## Aim of the task
Please print every line from the one containing "TARGET: grey hair" through the last line of the records below, exactly as written and nothing more.

## Information shown
◇ ◇ ◇ ◇
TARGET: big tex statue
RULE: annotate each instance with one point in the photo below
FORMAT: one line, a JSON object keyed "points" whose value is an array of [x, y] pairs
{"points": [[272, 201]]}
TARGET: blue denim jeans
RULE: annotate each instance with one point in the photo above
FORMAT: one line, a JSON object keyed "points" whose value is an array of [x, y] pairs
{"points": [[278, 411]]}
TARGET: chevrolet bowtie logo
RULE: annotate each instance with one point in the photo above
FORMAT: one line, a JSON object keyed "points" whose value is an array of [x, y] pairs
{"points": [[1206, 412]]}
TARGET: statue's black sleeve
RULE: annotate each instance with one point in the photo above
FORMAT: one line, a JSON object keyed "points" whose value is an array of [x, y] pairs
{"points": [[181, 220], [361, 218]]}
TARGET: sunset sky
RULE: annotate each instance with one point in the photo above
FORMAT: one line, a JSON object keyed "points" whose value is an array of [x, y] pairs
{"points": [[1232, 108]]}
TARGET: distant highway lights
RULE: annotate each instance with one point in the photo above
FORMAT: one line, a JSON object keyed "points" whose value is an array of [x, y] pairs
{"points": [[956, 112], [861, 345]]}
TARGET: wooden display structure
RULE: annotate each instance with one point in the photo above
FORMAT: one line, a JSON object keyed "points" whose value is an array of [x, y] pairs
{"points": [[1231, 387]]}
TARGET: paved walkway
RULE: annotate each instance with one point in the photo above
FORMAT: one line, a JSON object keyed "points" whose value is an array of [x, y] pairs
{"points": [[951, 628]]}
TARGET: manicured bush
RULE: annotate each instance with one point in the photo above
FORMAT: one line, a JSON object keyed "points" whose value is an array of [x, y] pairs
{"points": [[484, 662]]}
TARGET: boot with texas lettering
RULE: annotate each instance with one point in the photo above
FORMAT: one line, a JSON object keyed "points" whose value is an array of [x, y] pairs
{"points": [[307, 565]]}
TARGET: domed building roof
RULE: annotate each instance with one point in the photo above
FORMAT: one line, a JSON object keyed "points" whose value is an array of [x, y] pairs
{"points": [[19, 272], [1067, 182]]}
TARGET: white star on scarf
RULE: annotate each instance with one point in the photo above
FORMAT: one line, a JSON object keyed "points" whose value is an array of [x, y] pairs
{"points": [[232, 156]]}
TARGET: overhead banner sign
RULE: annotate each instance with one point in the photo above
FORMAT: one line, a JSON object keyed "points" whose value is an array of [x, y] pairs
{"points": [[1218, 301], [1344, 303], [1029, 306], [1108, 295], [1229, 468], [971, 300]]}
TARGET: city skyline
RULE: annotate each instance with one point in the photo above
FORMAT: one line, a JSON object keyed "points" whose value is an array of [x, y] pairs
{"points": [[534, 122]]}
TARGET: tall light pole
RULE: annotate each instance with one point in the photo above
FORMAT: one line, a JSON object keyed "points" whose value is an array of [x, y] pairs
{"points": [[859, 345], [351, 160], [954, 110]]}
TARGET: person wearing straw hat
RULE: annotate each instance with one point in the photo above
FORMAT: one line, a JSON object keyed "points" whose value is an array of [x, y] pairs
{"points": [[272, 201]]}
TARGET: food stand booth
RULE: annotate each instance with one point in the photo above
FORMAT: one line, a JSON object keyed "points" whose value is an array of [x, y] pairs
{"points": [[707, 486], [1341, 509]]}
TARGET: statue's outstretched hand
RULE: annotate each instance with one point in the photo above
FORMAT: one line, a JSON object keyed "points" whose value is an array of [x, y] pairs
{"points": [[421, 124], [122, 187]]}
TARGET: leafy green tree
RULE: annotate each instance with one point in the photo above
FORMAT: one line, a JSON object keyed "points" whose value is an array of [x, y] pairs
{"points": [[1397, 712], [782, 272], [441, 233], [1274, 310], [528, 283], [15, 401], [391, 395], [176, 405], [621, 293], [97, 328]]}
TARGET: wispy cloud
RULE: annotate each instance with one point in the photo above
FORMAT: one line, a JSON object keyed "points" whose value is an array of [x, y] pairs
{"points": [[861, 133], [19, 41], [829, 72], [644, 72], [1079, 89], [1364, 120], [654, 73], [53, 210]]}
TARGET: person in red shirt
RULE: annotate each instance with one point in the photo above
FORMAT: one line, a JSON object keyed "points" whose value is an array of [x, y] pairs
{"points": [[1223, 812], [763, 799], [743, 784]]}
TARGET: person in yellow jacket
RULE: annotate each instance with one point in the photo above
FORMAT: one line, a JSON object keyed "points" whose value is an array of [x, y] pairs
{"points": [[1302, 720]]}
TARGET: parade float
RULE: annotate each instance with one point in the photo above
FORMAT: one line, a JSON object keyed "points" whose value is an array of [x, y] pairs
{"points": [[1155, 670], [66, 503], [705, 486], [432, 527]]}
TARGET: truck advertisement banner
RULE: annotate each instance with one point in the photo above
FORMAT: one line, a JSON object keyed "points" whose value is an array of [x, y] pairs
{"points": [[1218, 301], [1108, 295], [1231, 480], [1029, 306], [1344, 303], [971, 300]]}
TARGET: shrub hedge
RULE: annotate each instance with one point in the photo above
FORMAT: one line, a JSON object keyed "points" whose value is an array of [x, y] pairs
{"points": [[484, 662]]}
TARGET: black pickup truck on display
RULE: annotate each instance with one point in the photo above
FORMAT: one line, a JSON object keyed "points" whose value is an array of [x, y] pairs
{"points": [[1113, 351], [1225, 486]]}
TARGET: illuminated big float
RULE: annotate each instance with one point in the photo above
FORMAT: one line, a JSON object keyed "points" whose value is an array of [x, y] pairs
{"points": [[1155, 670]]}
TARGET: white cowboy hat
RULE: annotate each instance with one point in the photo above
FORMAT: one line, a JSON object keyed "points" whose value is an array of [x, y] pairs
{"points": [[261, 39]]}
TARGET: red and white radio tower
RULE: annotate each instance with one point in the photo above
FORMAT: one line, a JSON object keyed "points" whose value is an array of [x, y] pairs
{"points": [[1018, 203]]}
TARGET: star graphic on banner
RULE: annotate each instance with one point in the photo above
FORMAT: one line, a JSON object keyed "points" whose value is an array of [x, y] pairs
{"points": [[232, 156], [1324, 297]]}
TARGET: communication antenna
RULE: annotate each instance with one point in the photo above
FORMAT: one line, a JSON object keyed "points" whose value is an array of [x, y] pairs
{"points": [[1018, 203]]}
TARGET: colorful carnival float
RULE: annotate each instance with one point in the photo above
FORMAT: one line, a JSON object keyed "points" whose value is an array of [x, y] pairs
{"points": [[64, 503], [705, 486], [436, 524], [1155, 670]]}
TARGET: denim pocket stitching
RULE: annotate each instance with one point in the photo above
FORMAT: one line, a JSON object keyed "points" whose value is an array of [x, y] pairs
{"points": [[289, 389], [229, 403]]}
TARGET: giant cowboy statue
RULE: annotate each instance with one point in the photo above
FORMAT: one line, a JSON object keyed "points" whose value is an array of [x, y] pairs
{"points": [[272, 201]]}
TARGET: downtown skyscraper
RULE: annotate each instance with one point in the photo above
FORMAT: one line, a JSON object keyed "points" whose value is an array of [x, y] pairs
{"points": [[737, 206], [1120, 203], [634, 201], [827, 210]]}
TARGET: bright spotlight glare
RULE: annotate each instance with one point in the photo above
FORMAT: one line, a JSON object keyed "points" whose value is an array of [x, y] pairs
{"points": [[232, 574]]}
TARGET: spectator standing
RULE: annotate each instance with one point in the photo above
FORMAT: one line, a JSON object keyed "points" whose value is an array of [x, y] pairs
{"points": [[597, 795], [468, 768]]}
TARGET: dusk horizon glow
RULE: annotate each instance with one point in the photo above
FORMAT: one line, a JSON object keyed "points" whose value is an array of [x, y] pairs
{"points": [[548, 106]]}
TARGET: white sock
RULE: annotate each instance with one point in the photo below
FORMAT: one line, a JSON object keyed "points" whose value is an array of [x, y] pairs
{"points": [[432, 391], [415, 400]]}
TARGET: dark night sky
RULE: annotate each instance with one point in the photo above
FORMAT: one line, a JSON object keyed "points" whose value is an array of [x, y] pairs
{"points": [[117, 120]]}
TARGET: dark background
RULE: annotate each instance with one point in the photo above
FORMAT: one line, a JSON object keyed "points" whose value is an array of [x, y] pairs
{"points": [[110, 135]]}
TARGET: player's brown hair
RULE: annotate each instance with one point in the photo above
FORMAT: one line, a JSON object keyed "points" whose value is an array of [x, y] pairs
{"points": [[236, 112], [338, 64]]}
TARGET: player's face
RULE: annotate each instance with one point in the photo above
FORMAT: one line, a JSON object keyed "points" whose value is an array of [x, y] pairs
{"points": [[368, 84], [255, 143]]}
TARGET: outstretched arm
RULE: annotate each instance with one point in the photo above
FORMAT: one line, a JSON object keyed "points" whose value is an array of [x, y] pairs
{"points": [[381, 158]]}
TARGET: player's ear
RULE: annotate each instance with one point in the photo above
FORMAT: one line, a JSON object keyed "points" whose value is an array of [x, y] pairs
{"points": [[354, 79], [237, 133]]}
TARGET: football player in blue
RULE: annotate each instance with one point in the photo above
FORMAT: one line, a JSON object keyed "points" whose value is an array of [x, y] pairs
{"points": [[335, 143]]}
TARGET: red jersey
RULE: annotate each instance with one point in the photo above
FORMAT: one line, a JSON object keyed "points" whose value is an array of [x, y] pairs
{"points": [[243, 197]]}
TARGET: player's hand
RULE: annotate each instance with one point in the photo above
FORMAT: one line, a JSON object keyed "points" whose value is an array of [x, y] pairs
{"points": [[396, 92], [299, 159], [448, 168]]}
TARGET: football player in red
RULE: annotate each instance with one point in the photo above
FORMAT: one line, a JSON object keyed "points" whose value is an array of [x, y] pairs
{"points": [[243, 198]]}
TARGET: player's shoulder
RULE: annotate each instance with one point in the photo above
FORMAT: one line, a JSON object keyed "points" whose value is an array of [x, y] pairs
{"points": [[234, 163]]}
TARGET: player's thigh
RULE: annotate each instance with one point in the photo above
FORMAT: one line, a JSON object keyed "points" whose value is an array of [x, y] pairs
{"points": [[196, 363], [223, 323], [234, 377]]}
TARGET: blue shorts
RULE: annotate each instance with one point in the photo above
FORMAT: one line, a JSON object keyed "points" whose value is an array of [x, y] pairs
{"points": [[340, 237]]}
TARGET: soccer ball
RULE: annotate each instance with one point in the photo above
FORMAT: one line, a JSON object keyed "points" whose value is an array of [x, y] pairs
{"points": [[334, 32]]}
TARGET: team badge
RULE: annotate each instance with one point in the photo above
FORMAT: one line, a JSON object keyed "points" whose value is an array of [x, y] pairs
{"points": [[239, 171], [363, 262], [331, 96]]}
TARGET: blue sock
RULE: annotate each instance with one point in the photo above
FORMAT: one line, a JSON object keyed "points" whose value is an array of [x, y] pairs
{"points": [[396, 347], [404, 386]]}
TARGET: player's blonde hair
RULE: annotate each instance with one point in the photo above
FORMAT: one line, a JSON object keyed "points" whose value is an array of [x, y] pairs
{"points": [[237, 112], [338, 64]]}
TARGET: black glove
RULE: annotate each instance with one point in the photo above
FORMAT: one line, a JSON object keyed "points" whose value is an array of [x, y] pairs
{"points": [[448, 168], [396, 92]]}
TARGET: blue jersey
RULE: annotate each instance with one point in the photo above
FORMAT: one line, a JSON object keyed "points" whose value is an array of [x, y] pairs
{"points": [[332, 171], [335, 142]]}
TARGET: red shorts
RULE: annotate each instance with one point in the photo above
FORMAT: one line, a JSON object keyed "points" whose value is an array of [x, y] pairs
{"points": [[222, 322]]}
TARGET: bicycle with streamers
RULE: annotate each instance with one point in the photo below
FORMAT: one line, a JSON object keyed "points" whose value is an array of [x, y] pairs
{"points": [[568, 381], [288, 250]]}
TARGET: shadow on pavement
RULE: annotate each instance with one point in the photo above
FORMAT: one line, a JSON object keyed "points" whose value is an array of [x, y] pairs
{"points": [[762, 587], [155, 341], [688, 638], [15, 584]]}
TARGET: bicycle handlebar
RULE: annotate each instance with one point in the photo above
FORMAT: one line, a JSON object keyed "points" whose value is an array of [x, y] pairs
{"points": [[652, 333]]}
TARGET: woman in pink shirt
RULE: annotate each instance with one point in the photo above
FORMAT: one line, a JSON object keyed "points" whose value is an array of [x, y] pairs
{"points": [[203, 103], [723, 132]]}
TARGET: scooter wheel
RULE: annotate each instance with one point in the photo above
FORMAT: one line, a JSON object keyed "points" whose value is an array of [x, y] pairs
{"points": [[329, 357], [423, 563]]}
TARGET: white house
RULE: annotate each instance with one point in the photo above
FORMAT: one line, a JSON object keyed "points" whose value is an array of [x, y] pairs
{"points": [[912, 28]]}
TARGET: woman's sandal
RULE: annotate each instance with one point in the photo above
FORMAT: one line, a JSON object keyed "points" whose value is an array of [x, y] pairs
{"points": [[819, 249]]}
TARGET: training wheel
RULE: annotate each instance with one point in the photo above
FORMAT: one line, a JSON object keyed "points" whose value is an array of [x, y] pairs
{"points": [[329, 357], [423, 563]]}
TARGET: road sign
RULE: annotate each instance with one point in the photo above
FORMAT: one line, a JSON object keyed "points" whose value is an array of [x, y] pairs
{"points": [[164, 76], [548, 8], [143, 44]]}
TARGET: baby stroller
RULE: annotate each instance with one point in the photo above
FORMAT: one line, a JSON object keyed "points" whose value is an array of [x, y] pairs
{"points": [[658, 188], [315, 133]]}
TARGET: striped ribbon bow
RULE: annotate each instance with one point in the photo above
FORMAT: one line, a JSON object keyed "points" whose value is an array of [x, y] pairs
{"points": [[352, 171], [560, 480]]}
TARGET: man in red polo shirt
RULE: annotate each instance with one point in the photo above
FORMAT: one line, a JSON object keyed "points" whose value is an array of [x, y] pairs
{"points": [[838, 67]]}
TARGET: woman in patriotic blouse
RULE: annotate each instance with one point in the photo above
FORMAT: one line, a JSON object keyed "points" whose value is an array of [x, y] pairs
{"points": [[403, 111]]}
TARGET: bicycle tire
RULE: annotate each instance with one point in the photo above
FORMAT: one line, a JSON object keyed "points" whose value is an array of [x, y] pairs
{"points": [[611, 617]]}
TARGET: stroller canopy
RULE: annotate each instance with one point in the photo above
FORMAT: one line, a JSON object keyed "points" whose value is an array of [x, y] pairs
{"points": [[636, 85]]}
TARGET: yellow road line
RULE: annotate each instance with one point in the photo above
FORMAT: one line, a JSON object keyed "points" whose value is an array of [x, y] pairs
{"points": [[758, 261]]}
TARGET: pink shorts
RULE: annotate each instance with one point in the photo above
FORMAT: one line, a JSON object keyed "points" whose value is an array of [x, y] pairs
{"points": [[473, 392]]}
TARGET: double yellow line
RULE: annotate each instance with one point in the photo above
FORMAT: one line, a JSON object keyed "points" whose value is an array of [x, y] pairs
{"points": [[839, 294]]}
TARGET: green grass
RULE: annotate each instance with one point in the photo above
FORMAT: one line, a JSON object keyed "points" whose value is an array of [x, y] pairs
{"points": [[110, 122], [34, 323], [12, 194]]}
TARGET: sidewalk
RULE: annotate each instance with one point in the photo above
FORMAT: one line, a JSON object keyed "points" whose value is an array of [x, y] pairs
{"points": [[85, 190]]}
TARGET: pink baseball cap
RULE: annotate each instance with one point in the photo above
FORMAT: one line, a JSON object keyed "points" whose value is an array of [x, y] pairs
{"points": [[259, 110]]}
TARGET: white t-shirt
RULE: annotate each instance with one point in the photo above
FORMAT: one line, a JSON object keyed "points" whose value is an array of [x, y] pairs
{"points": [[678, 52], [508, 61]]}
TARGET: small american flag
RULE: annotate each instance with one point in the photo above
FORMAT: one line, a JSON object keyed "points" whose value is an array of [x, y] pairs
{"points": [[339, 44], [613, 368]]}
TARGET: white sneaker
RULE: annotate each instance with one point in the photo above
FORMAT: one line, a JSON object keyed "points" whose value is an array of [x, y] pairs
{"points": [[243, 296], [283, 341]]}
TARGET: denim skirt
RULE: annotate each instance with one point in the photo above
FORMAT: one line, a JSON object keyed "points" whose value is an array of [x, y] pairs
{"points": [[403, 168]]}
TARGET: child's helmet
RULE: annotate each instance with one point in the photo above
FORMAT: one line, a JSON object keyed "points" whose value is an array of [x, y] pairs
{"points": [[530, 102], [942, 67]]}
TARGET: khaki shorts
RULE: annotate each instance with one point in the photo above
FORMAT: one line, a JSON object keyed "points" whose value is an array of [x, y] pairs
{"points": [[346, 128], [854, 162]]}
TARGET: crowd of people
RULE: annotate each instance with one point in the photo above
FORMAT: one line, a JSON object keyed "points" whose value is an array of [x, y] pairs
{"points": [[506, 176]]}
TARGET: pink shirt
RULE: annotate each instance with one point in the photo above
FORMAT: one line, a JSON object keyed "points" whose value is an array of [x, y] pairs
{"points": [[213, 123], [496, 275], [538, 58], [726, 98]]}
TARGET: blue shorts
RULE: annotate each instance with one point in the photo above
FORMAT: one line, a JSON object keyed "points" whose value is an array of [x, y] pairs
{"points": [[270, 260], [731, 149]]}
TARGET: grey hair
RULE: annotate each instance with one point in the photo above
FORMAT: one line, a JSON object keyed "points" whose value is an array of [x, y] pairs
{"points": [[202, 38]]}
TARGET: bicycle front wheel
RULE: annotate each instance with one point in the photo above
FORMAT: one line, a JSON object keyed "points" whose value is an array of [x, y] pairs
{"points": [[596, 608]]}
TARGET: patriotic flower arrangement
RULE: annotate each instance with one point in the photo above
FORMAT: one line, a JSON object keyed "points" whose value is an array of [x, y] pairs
◇ ◇ ◇ ◇
## Solution to the problem
TARGET: grey hair
RULE: annotate each instance with one point in the photo above
FORMAT: one line, a JSON object keyed "points" whose value is an array of [x, y] pairs
{"points": [[202, 38]]}
TARGET: bicycle front wheel
RULE: annotate each instance with one point in the photo above
FORMAT: one line, a JSON object keyed "points" whose value is an array of [x, y] pairs
{"points": [[596, 608]]}
TARGET: patriotic flower arrangement
RULE: annotate each instance with one point in the photo above
FORMAT: one line, a JSON object keyed "points" whose value is an array of [x, y] pairs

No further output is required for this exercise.